YOUR GOAL »
Please return the full listing below without altering anything.

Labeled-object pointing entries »
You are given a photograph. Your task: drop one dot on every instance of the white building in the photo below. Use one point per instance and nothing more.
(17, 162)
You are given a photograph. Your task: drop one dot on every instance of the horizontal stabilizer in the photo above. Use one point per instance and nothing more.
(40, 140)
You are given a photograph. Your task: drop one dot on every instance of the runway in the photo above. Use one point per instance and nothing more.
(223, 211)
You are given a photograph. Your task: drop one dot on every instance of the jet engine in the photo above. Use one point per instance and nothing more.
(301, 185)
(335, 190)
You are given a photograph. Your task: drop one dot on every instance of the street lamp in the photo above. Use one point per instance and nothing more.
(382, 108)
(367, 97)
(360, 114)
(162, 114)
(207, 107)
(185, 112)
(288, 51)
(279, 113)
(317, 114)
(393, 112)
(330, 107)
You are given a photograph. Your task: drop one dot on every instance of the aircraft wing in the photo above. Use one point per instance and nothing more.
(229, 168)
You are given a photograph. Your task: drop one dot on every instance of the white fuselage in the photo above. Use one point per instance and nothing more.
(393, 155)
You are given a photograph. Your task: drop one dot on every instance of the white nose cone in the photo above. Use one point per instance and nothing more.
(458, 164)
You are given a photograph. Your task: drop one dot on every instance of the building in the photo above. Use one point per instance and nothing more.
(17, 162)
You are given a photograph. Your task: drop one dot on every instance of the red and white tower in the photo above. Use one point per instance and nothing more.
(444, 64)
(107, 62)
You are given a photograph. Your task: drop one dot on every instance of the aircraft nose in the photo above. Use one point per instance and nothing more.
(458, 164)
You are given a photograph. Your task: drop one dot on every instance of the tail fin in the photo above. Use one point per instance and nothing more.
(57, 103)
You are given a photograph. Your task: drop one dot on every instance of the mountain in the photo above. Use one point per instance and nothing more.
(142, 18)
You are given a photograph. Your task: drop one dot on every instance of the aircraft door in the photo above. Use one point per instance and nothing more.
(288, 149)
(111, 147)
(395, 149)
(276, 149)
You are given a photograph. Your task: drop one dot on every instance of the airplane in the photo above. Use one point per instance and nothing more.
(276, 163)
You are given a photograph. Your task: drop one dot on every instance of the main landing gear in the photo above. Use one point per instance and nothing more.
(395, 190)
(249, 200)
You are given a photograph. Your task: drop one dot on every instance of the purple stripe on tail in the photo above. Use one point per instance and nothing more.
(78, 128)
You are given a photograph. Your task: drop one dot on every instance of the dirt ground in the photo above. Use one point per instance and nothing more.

ANSWER TO THIS TASK »
You are given a photograph. Your task: drop one dot on every instance of the white building in the photo below. Use one point per instance and nothing more.
(17, 162)
You are given a photograph. Your task: drop one dot on every instance of the horizontal stabilizer in the photo above. Use one point per instance and nothing more.
(40, 140)
You are given a photograph. Your task: drop one dot on every instance of the runway in the photo above. Use one point per instance and nothing more.
(223, 211)
You are given a photograph. Your task: drop one dot on every instance of the jet engine in the photo above. Use one point per instance and nothing more.
(301, 185)
(335, 190)
You are given a photograph. Your task: drop one dot on every instance of the street lamp in the photo above. Use one point per instance and nothing more.
(382, 108)
(367, 97)
(360, 114)
(162, 114)
(207, 107)
(185, 112)
(288, 51)
(279, 113)
(317, 114)
(393, 112)
(330, 107)
You are given a photograph. Your task: drop one dot on every instance of the aircraft wing in the photo above. Use one point per instance and nothing more.
(229, 168)
You are given a photograph. Your task: drop one dot on every instance of the white fuselage in the photo above. Use one point per instance and nothing more.
(393, 155)
You are given a photograph. Your task: drop one dot on every instance of the white nose cone in the photo above. Use one point per instance and nothing more.
(458, 164)
You are given a photograph. Your task: drop one dot on every instance of the building in the photo above. Use one point per instance and nothing more.
(17, 162)
You are given a photograph. Your task: drop one dot on every instance of the red and white tower in the photo above. Use one point per instance and nothing more.
(444, 64)
(107, 62)
You are given a photograph. Your task: drop one dot on every instance of the aircraft nose in the photo above. Use one point per instance and nothing more.
(458, 164)
You are given a photograph. Your task: drop one dot on every instance of the tail fin in the photo above. Use one point per instance and nothing more.
(57, 103)
You are given a photograph. Your task: drop one dot on every instance of the mountain in the photo above. Use one point per instance and nothing more.
(142, 18)
You are given a photograph. Your task: drop one dot on every instance of the aircraft door in the photo above. Use one point per instance and nothing more.
(288, 149)
(111, 147)
(395, 149)
(276, 149)
You are given a photograph. Your task: drop one dot on every instance of the airplane in the photo above. Use one point per instance and nothing more.
(276, 163)
You are given a photograph. Your task: drop one dot on every instance of the main landing gear in the photo above. Use one point per instance and nothing more.
(395, 190)
(249, 200)
You are given a photograph. Your task: drop one dot on every instance of the purple stripe on tail in the photo above. Use one point per instance and nothing more.
(78, 128)
You are given a photograph. Your task: drop one dot on every instance of the dirt ground in the photo above. Use one point per instance and nothing more.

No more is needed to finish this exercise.